WHAT THE TASK REQUIRES. Only one stretch of the data below is wanted: the lines starting at the one with "POINT: one per instance on the high-rise" and ending at the one with "POINT: one per instance on the shoulder strap", both included, given again exactly.

Dataset items
----------
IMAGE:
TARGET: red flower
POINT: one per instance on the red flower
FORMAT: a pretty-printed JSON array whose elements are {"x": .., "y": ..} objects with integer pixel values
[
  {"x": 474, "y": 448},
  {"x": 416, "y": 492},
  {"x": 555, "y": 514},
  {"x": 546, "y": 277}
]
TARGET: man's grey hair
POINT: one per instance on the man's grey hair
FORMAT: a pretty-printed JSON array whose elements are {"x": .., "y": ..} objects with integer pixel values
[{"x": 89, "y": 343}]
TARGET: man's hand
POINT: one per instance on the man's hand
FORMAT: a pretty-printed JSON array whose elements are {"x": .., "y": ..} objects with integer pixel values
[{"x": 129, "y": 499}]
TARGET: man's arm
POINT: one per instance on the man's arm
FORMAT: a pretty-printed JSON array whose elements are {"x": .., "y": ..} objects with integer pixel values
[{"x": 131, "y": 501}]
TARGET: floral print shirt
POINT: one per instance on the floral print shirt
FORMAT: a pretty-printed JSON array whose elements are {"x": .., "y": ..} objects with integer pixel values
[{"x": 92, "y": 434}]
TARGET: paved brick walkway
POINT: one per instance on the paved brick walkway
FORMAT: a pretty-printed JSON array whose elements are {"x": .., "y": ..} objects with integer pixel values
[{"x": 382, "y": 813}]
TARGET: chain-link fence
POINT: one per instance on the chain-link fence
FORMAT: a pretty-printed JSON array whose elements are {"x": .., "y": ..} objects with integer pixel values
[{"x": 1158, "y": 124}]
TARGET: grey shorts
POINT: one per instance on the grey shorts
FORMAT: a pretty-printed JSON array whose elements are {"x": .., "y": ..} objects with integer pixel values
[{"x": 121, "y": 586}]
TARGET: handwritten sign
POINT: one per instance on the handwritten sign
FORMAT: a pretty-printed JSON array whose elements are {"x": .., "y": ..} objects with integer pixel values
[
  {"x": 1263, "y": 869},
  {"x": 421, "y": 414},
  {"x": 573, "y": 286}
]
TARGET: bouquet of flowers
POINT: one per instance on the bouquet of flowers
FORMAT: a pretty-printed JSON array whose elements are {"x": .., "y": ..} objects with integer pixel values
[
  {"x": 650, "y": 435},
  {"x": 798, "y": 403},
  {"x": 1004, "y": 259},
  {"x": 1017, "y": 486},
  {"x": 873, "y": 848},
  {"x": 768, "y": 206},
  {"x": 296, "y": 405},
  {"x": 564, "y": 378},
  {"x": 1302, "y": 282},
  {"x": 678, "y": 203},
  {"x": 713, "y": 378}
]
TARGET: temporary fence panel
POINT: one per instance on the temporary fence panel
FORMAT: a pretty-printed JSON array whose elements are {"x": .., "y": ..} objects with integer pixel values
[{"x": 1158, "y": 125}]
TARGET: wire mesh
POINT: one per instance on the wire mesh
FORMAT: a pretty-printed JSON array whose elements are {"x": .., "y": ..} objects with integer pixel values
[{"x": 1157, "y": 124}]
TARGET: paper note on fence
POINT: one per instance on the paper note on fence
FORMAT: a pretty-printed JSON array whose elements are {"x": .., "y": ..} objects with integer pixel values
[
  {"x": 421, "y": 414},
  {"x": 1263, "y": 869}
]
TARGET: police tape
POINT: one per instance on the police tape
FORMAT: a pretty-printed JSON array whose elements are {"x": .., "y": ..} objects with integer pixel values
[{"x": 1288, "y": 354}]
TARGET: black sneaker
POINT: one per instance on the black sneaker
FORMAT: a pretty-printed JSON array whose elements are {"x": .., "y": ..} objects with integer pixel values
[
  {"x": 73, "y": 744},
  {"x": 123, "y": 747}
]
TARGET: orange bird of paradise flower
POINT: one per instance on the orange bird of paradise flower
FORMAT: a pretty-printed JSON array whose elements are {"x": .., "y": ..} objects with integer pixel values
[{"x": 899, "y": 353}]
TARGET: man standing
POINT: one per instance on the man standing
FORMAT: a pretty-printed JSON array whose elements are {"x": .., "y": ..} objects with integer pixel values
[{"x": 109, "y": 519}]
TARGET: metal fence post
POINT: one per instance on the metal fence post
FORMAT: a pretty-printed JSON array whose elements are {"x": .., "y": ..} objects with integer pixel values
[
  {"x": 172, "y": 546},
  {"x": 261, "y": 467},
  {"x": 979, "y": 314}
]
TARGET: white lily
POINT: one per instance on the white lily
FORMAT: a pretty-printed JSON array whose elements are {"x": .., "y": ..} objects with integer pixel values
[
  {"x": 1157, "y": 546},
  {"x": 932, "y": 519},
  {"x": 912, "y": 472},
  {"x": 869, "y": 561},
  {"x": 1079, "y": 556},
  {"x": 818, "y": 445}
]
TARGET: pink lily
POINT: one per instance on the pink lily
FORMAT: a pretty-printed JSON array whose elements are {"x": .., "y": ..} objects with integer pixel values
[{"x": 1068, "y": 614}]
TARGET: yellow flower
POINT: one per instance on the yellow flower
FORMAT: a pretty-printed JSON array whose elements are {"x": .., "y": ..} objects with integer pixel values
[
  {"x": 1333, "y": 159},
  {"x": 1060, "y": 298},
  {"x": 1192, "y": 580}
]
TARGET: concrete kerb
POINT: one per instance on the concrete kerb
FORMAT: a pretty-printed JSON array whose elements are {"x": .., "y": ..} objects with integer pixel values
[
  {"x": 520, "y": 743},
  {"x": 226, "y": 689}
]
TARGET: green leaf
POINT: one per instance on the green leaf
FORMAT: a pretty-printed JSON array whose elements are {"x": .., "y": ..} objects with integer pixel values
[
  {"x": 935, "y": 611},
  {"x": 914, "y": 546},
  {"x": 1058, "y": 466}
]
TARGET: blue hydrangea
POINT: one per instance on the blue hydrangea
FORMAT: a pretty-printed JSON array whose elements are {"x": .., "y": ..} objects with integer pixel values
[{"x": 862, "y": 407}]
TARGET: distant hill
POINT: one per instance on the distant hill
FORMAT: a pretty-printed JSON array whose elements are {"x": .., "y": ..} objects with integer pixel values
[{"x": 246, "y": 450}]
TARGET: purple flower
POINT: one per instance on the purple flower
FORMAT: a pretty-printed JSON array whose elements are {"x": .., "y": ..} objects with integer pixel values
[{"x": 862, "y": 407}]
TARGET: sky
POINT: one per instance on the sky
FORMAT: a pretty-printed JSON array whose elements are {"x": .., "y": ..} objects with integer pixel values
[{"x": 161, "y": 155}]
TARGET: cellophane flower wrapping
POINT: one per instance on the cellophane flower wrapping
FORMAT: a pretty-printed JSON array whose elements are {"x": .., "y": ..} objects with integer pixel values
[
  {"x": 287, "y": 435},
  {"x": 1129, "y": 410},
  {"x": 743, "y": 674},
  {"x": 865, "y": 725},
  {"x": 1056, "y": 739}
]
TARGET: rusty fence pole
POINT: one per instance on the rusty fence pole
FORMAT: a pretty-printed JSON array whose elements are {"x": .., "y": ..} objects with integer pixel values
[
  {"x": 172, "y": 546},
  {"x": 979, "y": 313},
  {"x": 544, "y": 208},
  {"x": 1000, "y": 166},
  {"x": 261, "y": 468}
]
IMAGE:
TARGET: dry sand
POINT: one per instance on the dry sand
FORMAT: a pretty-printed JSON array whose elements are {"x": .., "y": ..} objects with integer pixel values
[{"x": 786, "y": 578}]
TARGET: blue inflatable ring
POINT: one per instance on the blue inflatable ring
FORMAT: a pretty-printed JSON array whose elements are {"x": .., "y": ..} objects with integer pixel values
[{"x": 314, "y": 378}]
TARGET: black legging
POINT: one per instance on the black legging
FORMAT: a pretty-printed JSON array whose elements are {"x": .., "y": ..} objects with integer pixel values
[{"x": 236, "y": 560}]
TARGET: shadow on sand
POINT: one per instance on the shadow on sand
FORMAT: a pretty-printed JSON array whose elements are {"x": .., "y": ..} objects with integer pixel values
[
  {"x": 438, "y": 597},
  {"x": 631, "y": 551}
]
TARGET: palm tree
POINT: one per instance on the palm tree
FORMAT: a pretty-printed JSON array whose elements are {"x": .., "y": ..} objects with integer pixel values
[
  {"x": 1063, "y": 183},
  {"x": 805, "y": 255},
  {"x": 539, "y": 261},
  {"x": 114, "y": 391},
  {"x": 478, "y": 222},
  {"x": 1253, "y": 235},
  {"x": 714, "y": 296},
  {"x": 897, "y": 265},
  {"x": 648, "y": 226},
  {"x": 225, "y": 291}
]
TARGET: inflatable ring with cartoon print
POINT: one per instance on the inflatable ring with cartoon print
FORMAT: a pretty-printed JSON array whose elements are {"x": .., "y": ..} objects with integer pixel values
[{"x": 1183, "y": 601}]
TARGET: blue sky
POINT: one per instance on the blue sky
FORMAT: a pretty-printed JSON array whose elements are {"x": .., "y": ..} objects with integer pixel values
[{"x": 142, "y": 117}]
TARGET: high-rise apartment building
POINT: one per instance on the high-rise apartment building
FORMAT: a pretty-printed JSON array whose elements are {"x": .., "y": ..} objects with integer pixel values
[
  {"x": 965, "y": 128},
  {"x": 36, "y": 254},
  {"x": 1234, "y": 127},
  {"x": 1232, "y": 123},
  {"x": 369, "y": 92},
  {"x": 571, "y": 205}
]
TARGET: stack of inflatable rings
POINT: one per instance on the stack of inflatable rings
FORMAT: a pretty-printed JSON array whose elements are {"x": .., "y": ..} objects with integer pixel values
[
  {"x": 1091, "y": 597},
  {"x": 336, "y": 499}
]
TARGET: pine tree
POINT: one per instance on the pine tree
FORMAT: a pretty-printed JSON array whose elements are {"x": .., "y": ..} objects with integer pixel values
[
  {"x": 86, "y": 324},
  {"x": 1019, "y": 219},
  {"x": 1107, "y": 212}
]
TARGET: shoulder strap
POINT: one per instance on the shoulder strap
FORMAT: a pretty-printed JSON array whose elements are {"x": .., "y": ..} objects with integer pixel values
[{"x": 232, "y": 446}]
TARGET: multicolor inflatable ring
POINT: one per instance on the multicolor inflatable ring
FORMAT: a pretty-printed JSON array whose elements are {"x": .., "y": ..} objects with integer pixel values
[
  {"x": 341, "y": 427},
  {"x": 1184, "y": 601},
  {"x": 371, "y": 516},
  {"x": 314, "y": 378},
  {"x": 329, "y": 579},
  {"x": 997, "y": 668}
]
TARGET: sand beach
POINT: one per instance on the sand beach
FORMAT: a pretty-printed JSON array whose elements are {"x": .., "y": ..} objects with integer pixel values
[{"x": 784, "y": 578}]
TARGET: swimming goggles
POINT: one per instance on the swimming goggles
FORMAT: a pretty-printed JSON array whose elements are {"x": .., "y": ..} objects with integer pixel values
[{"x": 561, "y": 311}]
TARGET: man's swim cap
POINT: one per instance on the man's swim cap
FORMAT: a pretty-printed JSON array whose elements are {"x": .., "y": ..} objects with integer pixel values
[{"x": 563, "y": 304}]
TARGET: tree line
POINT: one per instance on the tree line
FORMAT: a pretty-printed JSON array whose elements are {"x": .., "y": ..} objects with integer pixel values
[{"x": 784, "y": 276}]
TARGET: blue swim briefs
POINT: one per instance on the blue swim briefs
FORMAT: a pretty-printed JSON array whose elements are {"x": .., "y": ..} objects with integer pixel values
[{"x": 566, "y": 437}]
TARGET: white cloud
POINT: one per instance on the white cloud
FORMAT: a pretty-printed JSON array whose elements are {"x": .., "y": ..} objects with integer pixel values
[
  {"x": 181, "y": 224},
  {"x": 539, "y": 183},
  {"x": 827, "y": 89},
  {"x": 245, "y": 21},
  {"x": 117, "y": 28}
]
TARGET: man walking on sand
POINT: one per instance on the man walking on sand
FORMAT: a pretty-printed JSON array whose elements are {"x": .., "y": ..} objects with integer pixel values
----------
PROBLEM SOLUTION.
POINT: one per instance on the high-rise apartment building
FORMAT: a pretty-printed JSON array whose elements are {"x": .., "y": ..} objects with integer pixel values
[
  {"x": 965, "y": 128},
  {"x": 36, "y": 254},
  {"x": 1234, "y": 127},
  {"x": 1232, "y": 123},
  {"x": 369, "y": 92},
  {"x": 571, "y": 205}
]
TARGET: stack of inflatable rings
POINT: one per instance on the stack of inflatable rings
FORMAT: a pretty-printed JSON array whose elements are {"x": .., "y": ..} objects with integer pixel values
[
  {"x": 1091, "y": 597},
  {"x": 336, "y": 499}
]
TARGET: pine tree
POINT: one per instance on the pine tree
FORMAT: a pretty-printed JSON array whose elements are {"x": .., "y": ..} objects with integer pixel values
[
  {"x": 86, "y": 324},
  {"x": 1019, "y": 219},
  {"x": 1107, "y": 212}
]
TARGET: shoulder strap
POINT: one per instance on the shoulder strap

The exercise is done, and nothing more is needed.